◆ SHORT TASK 1:
Restate the stretch of the post on the Match.com survey from "However, it’s not" through "incredibly scientific survey?", swapping "birth control" for "contraception".
◆ SHORT TASK 2:
Carry on the blog post about the Match.com survey from the point where it stops.

◆ DOCUMENT EXTRACT:

Man, recently, Conservatives have been getting slammed in the “Studies No One Asked For Performed By Random Entities” category. Heck, just last week we learned that social conservatism was linked with a lowered IQ. Don’t worry though, Righties, because there’s a new study out in which you came on top! You also came on bottom. You came just about everywhere. That’s right, this new study shows that Republicans have more orgasms than people of any other political party.

Grand Ol’ Party, indeed.

The survey comes from Match.com which makes it one of the growing number of “Surveys Done By Dating Sites Purely Designed To Get Bloggers To Write Stupid Posts Like These That Mention The Name Of The Dating Site.” In it there’s a lot of information but the most interesting factoid (AKA the factoid most designed to drive headlines in stupid posts like these) is that Republicans have more orgasms than any other political party. Yep, a whopping 53% managed to get the job done. Meanwhile, 40% of Democrats were stuck on a bridge to nowhere.

However, it’s not time to celebrate yet, conservatives. You also had the least amount of sex out of anyone. That’s probably for the best though. With all these orgasms going around and social conservatives pooh poohing different forms of birth control, any more coitus would lead to over population faster than you can say “fair and balanced.”

So, what else did we learn from the incredibly scientific survey?

◆ AVAILABLE DATA:
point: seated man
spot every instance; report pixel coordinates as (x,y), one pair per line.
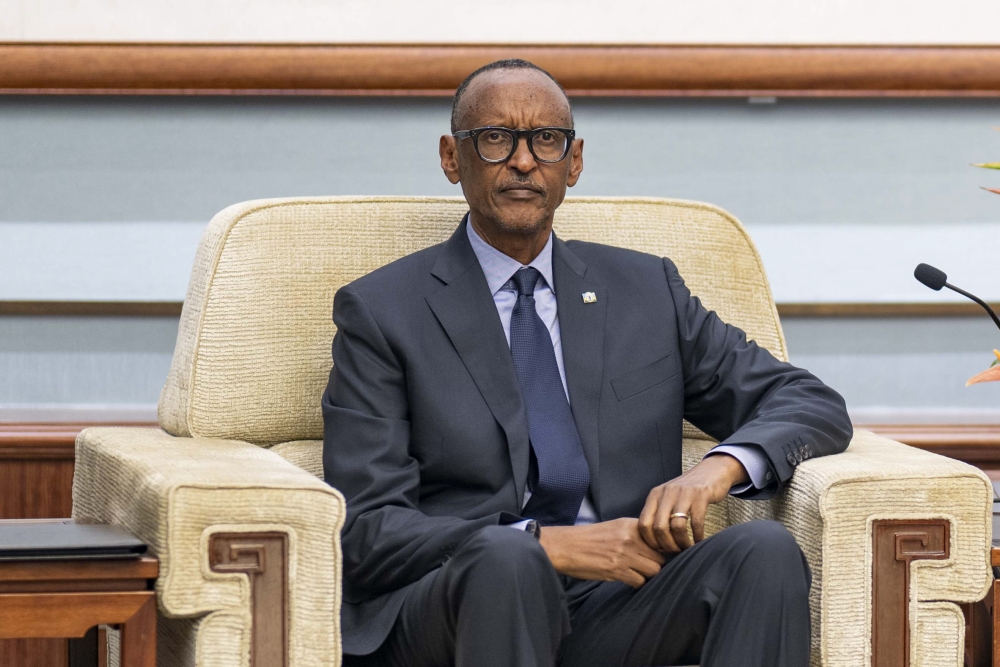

◆ RIGHT ANSWER 1:
However, it’s not time to celebrate yet, conservatives. You also had the least amount of sex out of anyone. That’s probably for the best though. With all these orgasms going around and social conservatives pooh poohing different forms of contraception, any more coitus would lead to over population faster than you can say “fair and balanced.”

So, what else did we learn from the incredibly scientific survey?

◆ RIGHT ANSWER 2:
Republican and Democratic singles seek dramatically different traits in a partner. Liberal Democrats are more likely to search for someone with a sense of humor, similar lifestyle to their own, a sense of independence and someone whom they consider to be their equal. Republicans really are conservative when it comes to choosing a partner; they’re searching for someone with the same background and political party as their own who is interested in marriage.”

Hmmm, interesting.

Using those factoids, we can just create our own dating site here. All single Mediaite readers take to the comments section. If you’re a Democrat, split off into two groups, those who thought my “came” pun in the first paragraph was funny and those who didn’t, and then date amongst yourselves. If you’re a Republican, just identify yourself by reading the headline and simply typing the word “Whoo!”

You can watch a video Match.com released teasing this information below. It’s like those interstitial sections on the old HBO Real Sex series but with much more discomforting music.

(h/t The Gothamist via I’m With Kanye)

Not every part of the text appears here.